— start of Dataset entries —

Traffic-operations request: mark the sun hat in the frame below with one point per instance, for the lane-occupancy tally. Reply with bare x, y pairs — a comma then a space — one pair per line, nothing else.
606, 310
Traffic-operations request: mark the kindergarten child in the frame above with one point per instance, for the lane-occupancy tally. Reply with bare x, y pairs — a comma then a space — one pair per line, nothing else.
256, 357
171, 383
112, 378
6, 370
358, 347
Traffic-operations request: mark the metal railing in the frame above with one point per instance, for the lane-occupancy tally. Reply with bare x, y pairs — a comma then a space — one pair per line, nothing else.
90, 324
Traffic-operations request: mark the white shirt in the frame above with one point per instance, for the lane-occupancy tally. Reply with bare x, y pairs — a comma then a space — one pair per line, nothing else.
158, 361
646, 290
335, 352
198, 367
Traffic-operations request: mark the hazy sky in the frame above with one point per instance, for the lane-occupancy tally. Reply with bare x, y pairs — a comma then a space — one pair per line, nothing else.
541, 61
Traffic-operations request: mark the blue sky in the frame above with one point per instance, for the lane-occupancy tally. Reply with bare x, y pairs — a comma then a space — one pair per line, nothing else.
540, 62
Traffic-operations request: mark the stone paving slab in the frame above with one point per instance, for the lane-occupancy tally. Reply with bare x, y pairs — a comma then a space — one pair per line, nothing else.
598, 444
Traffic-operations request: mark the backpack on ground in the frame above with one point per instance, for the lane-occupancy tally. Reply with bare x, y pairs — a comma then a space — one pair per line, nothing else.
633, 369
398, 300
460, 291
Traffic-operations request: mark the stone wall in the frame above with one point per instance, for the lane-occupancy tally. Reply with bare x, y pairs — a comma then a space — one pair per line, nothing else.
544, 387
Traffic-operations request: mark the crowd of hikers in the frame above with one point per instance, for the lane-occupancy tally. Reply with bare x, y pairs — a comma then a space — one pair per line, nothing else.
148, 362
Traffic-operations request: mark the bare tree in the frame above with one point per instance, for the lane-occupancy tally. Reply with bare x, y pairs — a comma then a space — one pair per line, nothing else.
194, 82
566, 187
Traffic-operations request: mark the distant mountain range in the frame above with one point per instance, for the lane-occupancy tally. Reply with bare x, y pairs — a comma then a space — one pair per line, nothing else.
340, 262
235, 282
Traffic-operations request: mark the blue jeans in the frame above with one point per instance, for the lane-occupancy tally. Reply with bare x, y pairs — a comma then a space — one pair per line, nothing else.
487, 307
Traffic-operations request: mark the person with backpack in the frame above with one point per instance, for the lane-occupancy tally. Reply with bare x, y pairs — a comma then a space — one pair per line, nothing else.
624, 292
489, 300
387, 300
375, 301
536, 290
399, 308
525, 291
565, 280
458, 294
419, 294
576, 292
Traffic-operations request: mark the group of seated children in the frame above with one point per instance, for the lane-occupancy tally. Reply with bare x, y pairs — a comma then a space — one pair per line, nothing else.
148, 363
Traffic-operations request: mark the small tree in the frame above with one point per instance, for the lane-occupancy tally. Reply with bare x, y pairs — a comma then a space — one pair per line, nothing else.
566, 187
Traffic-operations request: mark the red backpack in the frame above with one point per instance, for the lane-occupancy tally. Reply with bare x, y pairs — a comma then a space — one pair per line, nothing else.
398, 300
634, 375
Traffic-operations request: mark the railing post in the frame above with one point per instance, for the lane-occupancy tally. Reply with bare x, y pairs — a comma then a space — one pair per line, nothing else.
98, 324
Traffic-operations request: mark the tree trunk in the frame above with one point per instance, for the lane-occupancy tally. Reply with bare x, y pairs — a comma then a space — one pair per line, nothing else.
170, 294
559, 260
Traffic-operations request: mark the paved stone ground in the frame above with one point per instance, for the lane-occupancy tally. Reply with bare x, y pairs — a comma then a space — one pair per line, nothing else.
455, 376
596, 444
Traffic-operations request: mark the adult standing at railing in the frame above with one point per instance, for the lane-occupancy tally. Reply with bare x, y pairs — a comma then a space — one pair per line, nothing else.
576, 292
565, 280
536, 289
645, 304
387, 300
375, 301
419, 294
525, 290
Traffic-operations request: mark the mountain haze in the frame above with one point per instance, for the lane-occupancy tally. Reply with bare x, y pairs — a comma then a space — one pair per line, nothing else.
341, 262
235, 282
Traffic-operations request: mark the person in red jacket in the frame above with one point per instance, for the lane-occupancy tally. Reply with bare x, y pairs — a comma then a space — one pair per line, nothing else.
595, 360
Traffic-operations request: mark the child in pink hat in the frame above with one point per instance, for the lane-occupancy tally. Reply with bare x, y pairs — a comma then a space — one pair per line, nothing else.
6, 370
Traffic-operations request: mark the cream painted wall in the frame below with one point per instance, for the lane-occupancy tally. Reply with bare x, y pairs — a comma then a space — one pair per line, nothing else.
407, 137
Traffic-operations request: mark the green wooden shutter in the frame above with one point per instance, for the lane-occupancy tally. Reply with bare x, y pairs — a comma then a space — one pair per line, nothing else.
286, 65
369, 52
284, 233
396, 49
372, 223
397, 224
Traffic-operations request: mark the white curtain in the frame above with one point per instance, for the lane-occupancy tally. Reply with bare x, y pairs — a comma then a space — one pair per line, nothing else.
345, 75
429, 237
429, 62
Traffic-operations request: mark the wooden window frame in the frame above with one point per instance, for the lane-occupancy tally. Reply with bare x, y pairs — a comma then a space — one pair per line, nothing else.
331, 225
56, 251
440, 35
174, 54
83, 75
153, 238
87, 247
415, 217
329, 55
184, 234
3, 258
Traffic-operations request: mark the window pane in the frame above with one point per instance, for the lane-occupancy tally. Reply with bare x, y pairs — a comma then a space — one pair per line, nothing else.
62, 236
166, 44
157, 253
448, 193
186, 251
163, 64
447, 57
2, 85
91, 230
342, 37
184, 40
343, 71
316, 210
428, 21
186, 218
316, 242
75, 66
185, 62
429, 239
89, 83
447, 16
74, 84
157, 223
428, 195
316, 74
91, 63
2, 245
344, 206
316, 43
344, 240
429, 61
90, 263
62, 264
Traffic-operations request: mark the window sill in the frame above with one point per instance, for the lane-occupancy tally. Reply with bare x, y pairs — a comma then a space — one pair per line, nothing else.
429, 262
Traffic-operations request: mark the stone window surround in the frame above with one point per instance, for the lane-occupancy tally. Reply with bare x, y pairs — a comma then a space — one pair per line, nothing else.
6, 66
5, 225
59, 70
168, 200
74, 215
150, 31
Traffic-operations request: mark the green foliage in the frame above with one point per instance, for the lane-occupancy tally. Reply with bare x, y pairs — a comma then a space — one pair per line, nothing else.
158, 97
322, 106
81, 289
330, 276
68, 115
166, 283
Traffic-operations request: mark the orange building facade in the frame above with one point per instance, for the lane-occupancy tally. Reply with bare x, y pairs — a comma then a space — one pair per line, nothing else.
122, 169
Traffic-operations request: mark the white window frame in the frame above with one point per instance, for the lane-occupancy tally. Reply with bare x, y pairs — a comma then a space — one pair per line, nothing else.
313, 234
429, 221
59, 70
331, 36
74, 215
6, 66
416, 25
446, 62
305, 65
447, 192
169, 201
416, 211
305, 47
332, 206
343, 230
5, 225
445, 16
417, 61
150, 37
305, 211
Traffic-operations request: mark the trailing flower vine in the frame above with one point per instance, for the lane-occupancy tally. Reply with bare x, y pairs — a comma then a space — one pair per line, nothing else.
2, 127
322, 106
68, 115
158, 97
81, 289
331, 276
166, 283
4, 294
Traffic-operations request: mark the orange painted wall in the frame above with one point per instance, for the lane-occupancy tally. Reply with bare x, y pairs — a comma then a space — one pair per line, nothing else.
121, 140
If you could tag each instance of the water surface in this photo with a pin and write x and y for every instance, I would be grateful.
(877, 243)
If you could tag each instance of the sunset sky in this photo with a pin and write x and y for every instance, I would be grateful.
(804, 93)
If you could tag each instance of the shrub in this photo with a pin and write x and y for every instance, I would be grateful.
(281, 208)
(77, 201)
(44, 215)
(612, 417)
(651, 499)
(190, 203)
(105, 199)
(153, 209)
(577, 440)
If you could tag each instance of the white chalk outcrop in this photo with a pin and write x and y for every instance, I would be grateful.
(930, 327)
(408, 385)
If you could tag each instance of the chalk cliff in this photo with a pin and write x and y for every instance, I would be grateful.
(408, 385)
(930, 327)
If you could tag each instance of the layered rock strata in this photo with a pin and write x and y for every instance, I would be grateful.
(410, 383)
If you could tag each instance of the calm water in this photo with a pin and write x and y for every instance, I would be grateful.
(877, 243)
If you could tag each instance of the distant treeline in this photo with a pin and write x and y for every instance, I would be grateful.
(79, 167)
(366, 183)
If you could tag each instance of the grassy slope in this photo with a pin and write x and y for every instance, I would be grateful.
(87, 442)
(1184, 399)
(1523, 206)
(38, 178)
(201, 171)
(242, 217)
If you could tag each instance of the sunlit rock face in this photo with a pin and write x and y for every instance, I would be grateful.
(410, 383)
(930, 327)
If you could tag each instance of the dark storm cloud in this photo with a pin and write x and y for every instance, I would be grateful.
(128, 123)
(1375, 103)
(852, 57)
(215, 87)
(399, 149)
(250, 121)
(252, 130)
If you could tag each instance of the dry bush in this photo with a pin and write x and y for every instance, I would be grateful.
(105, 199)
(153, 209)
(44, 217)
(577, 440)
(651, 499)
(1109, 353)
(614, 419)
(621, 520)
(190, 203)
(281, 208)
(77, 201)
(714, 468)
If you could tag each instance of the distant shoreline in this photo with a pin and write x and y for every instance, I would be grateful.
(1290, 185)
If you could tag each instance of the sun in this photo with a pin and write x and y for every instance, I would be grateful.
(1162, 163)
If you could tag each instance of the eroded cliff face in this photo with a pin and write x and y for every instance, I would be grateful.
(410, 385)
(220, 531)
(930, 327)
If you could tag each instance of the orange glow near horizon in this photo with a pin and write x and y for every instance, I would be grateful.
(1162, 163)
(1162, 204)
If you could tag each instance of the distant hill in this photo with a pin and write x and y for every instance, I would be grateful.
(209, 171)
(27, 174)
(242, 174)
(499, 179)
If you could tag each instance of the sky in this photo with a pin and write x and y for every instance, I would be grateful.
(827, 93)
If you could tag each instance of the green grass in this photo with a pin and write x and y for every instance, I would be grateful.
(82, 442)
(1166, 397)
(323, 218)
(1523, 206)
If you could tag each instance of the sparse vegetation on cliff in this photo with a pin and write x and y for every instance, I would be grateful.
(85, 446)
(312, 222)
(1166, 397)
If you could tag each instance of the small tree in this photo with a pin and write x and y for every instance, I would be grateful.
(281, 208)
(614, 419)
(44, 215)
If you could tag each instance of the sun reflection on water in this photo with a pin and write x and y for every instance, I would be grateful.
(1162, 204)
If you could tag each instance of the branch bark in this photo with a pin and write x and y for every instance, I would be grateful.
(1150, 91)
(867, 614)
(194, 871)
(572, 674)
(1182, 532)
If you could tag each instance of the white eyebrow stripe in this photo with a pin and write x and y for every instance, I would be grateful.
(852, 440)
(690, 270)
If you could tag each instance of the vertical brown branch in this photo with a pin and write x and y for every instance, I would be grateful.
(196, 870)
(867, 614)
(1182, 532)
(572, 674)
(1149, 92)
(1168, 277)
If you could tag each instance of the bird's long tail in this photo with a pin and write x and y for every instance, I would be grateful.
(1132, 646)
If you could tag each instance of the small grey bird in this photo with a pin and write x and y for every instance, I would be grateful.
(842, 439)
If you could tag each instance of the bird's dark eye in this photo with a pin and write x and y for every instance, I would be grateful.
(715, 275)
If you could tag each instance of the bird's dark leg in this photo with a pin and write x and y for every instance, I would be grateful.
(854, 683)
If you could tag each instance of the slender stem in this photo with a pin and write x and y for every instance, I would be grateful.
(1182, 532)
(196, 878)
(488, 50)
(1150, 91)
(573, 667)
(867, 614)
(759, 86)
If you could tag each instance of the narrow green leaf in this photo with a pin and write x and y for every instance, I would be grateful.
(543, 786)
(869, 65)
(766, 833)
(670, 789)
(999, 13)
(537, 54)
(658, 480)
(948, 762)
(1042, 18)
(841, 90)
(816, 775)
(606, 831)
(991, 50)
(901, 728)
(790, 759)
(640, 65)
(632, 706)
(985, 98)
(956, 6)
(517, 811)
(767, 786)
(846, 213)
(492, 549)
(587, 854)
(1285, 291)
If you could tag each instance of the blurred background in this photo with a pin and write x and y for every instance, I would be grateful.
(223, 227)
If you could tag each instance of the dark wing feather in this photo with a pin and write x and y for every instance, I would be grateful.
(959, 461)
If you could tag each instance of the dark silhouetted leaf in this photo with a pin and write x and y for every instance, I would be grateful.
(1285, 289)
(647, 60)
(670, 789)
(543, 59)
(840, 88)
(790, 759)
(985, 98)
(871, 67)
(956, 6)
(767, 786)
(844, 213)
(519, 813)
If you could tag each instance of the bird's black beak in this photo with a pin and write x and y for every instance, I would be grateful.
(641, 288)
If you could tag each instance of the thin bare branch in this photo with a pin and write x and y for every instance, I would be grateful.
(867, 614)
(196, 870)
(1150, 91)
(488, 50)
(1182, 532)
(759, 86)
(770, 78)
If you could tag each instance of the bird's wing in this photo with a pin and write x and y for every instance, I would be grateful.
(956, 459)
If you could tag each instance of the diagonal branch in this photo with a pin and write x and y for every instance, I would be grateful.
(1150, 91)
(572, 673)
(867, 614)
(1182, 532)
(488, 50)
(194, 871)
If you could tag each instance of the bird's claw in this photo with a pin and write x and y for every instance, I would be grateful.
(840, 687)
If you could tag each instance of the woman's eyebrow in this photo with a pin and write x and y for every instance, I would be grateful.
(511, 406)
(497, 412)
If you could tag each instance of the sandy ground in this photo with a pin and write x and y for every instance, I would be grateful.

— end of Dataset entries —

• _Short problem_
Please copy the material above verbatim, from the line containing "If you could tag each instance of the branch" up to and including the line containing "(1168, 277)".

• _The response_
If you could tag each instance of the branch bark in this photo with a pin and write x and y for every instance, I would be grateful.
(1150, 91)
(867, 614)
(194, 871)
(572, 674)
(1182, 532)
If you could tag each instance of the white eyebrow stripe in this photo with a pin and write x and y for every instance, I would be grateful.
(852, 440)
(690, 270)
If you could tag each instance of the vertical brown branch in this photo with a pin and write x and y for every instance, I would be grateful.
(196, 870)
(867, 614)
(1182, 532)
(572, 674)
(1149, 92)
(1168, 277)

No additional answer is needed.